[EXERCISES TO COMPLETE]
1: In the LINQ and Entity Framework post, who presents the session titled "Introduction to Microsoft Sync Framework"?
2: Shorten the paragraph of the LINQ and Entity Framework post that begins "Creating a useful LINQ to MDX", keeping its main facts.

[EXTRACTED TEXT]
Sunday, June 01, 2008

LINQ and Entity Framework Posts for 5/29/2008+

Note: This post is updated daily or more frequently, depending on the availability of new articles.

Steve Lasker Posts SQL Server Compact and ADO.NET Sync Services Sessions for Tech*Ed Developers 2008

Steve's Heading to Tech Ed US 08 post of May 30, 2008 lists the following sessions, panel discussions, et al. about SQL Server Compact (SSCE) and ADO.NET Sync Services

  • DAT325: Wednesday 8:30AM-9:45AM - Unlocking the Power of Microsoft SQL Server Compact 3.5
  • TEO Panel _24: Wednesday 1:00PM-2:00PM Building Offline Enabled Applications Panel Discussion
  • TEO Panel _33: Friday 2:00PM-3:00PM LINQ in the UI Layer
  • MBL403: Building Custom Sync Providers for the Microsoft Sync Framework by Andy Wigley Wednesday 2:45
  • WIN202:  Introduction to Microsoft Sync Framework by Liam Cavanagh Thursday 1:00
  • MBL404: Microsoft SQL Server 2005 Compact Ultimate Performance by Tuning Darren Shaffer Thursday 4:30
  • MBL07-TLC: Microsoft Synchronization Services for ADO.NET: From Desktops to Devices by Liam Cavanagh Friday 8:30
  • MBL01-TLC: Taking Data Offline: Introduction to Microsoft Synchronization Services for ADO.NET by Liam Cavanagh Friday 4:30

He also provides links to these SSCE demos from DAT325 and a recent Road Trip:

Added: 6/1/2008

Chris Webb Muses about the Potential for a LINQ to MDX Implementation

Creating a useful LINQ to MDX (Multidimensional Expressions) implementation isn't a walk in the park because you don't get fixed column names for a given query. Chris's LINQ to MDX post of May 27, 2008 proposes LINQ to MDX sets instead of LINQ to MDX queries.

[DATA LISTING]
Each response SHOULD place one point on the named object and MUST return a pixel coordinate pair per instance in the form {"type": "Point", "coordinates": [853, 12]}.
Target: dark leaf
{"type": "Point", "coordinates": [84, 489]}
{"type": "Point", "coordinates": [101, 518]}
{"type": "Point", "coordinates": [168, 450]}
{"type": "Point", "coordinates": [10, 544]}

[REPLIES]
1: Liam Cavanagh

2: A LINQ to MDX implementation is hard to build because a given query lacks fixed column names. Chris's May 27, 2008 post proposes LINQ to MDX sets instead of LINQ to MDX queries.